BEGIN SUPPLIED RECORDS

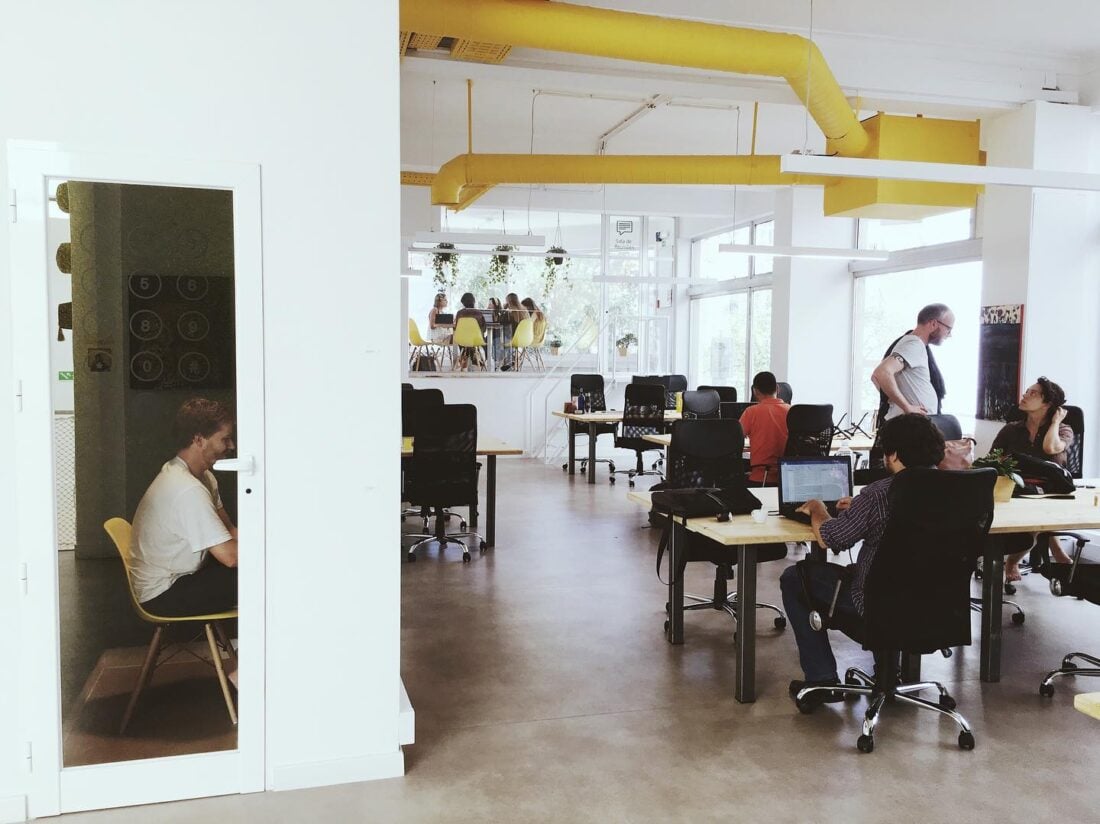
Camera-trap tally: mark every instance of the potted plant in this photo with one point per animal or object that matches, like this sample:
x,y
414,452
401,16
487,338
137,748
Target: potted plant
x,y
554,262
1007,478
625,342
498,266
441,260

END SUPPLIED RECORDS
BEGIN SUPPLIED RECORDS

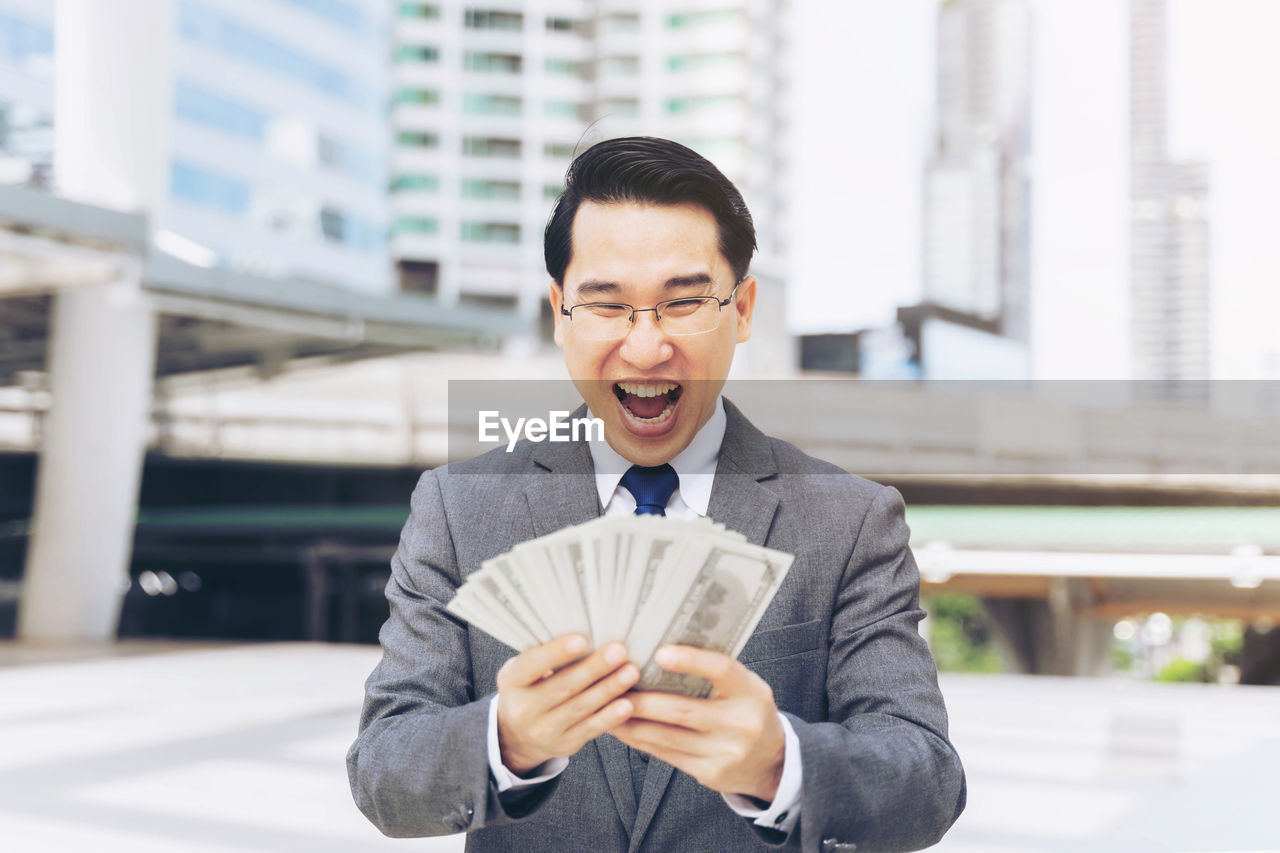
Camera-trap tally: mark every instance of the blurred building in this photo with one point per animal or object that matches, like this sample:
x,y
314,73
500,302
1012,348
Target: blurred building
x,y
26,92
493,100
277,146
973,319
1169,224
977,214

END SUPPLIED RECORDS

WHAT THE EXERCISE ASKS
Check each line above for the string "trap" and show the ones that have it.

YOUR RESPONSE
Camera-trap tally: mark every instance of the potted plant in this photo with one point per animal or object that matches, like this sample:
Camera-trap tally: mark every instance of the blurred building in this photo with one point per animal or object that matches, like this sample:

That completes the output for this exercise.